Directions ->
Write out every record below exactly as it appears.

(Rows from a pointing dataset)

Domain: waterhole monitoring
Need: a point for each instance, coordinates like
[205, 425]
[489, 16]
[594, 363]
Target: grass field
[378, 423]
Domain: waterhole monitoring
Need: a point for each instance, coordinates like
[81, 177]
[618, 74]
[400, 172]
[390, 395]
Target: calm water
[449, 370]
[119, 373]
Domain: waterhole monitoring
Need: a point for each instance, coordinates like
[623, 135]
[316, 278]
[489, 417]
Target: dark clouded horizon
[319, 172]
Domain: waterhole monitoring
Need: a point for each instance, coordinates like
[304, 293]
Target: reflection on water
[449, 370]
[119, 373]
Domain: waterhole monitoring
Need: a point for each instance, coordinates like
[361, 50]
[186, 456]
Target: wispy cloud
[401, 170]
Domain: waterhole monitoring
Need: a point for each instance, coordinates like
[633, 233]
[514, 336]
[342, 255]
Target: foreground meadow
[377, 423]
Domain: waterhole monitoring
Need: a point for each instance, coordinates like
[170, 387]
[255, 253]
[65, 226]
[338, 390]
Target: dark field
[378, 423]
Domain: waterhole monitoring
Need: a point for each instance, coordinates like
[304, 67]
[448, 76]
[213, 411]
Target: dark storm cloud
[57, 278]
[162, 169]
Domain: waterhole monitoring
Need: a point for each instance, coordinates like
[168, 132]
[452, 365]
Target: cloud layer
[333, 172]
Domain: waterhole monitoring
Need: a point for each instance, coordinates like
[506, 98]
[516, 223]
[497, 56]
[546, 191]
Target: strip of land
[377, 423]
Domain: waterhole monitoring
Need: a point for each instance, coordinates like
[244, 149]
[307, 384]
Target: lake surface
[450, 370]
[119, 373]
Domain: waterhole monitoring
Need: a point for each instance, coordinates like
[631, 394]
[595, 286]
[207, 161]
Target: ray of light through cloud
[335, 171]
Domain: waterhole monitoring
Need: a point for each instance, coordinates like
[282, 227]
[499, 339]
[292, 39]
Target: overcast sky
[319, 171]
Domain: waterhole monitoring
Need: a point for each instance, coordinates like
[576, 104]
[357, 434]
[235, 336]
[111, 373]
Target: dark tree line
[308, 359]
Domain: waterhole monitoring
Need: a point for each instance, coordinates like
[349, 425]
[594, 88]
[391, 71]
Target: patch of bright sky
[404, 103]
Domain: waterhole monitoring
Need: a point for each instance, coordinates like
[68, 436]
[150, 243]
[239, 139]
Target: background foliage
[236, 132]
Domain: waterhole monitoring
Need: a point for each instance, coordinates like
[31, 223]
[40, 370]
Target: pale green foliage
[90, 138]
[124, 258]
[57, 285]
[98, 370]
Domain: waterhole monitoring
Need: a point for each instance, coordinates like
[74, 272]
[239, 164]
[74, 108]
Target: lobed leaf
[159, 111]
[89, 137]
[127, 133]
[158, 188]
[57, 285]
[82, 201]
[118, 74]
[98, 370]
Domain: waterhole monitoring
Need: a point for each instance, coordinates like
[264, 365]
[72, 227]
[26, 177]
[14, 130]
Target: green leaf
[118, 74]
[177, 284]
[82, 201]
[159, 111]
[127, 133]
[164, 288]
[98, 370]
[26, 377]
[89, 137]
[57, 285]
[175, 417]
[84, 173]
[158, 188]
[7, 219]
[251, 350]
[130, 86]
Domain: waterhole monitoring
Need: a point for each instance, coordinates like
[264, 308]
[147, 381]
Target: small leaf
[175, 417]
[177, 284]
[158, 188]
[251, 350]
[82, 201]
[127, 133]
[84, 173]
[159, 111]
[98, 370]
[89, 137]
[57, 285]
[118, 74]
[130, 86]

Response ->
Domain: waterhole monitoring
Need: a point for each instance, coordinates like
[205, 425]
[489, 16]
[594, 363]
Target: grass field
[378, 423]
Domain: waterhole monitoring
Need: a point for each instance, coordinates like
[81, 177]
[618, 74]
[400, 172]
[390, 395]
Target: calm water
[449, 370]
[119, 373]
Domain: waterhole monitoring
Need: a point for each instance, coordinates like
[623, 135]
[316, 278]
[489, 417]
Target: dark clouded horizon
[319, 172]
Domain: waterhole monitoring
Need: a point for each instance, coordinates like
[304, 293]
Target: reflection on water
[449, 370]
[119, 373]
Domain: waterhole monitoring
Need: a point for each instance, coordinates like
[361, 50]
[186, 456]
Target: wispy cloud
[401, 170]
Domain: waterhole monitoring
Need: a point for each instance, coordinates like
[633, 233]
[514, 336]
[342, 255]
Target: foreground meadow
[377, 423]
Domain: waterhole monitoring
Need: a point for each instance, coordinates like
[170, 387]
[255, 253]
[65, 226]
[338, 390]
Target: dark field
[378, 423]
Domain: waterhole monitoring
Need: a point for each instance, coordinates like
[304, 67]
[448, 76]
[213, 411]
Target: dark storm cloud
[57, 278]
[162, 169]
Domain: waterhole monitoring
Need: a point for each instance, coordinates like
[168, 132]
[452, 365]
Target: cloud layer
[333, 172]
Domain: waterhole monitoring
Need: a point for each instance, coordinates like
[506, 98]
[516, 223]
[497, 56]
[546, 191]
Target: strip of land
[377, 423]
Domain: waterhole monitoring
Need: a point for each instance, coordinates like
[244, 149]
[307, 384]
Target: lake surface
[450, 370]
[119, 373]
Domain: waterhole monitoring
Need: a point for each instance, coordinates like
[631, 394]
[595, 286]
[207, 161]
Target: ray of light through cloud
[335, 171]
Domain: waterhole monitoring
Need: a point for each instance, coordinates like
[282, 227]
[499, 339]
[292, 39]
Target: overcast sky
[319, 171]
Domain: waterhole monitoring
Need: a point for each instance, coordinates like
[576, 104]
[357, 434]
[235, 336]
[111, 373]
Target: dark tree line
[308, 359]
Domain: waterhole monitoring
Need: a point for each instance, coordinates like
[349, 425]
[594, 88]
[391, 71]
Target: patch of bright sky
[404, 103]
Domain: waterhole monitoring
Need: a point for each instance, coordinates like
[68, 436]
[150, 243]
[239, 139]
Target: background foliage
[236, 132]
Domain: waterhole monitoring
Need: a point for each instance, coordinates like
[31, 223]
[40, 370]
Target: pale green foliage
[90, 138]
[124, 258]
[57, 285]
[98, 370]
Domain: waterhole monitoring
Need: a point for each instance, coordinates like
[74, 272]
[239, 164]
[74, 108]
Target: lobed leaf
[159, 111]
[89, 137]
[127, 133]
[158, 188]
[57, 285]
[82, 201]
[118, 74]
[98, 370]
Domain: waterhole monitoring
Need: a point for each instance, coordinates like
[264, 365]
[72, 227]
[26, 177]
[14, 130]
Target: green leaf
[118, 74]
[177, 284]
[82, 201]
[159, 111]
[127, 133]
[164, 288]
[98, 370]
[26, 377]
[89, 137]
[57, 285]
[175, 417]
[84, 173]
[158, 188]
[7, 219]
[251, 350]
[130, 86]
Domain: waterhole monitoring
Need: a point for each instance, coordinates like
[264, 308]
[147, 381]
Target: small leaf
[175, 417]
[177, 284]
[158, 188]
[251, 350]
[82, 201]
[127, 133]
[84, 173]
[159, 111]
[98, 370]
[89, 137]
[57, 285]
[118, 74]
[130, 86]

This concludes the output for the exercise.